_Task objective_
Pick out each line in the rows below that contains the word "window" and copy it in full.

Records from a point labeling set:
▼▼▼
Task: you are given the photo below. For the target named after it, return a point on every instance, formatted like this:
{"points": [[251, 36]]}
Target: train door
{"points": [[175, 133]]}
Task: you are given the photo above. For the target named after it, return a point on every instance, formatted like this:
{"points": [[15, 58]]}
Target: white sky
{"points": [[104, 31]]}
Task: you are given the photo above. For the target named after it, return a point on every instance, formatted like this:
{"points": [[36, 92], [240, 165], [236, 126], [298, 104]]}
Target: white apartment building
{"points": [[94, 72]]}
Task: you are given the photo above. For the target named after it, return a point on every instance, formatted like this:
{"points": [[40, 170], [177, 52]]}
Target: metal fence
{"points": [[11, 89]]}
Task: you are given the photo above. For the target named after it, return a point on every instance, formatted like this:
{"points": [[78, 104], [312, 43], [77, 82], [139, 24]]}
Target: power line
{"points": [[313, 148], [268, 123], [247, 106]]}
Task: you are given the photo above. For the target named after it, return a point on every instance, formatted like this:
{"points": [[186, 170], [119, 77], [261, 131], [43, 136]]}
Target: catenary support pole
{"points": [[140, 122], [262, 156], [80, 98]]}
▲▲▲
▼▼▼
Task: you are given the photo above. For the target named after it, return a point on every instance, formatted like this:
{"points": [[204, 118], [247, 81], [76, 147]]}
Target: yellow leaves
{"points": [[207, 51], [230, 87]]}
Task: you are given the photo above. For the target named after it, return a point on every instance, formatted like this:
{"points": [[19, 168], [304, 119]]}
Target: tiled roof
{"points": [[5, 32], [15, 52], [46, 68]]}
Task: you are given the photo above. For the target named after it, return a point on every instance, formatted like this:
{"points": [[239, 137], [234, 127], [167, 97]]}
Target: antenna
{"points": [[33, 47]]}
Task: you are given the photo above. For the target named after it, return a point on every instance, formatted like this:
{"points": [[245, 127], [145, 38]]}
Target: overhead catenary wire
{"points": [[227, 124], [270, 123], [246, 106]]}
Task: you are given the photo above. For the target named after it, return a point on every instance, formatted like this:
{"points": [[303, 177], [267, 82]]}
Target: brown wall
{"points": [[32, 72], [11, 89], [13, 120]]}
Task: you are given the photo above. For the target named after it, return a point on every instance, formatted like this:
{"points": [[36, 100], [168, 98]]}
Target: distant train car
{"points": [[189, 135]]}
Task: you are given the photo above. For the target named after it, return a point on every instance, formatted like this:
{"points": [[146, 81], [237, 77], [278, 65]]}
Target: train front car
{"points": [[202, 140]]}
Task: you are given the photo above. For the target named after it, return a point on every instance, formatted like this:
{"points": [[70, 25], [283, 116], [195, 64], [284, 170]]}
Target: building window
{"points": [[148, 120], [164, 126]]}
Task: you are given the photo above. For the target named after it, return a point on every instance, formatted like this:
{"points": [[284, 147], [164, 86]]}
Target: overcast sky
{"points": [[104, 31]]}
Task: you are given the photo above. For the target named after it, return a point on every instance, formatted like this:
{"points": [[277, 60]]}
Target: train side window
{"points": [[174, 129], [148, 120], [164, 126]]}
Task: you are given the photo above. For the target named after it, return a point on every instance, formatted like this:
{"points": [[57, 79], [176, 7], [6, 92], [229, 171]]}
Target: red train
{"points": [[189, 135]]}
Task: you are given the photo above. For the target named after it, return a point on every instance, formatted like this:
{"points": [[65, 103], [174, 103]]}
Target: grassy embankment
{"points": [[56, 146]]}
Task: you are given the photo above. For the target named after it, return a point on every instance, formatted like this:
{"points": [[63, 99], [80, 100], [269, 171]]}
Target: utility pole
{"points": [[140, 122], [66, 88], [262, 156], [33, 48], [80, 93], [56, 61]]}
▲▲▲
_Exercise response_
Target: building window
Target: train side window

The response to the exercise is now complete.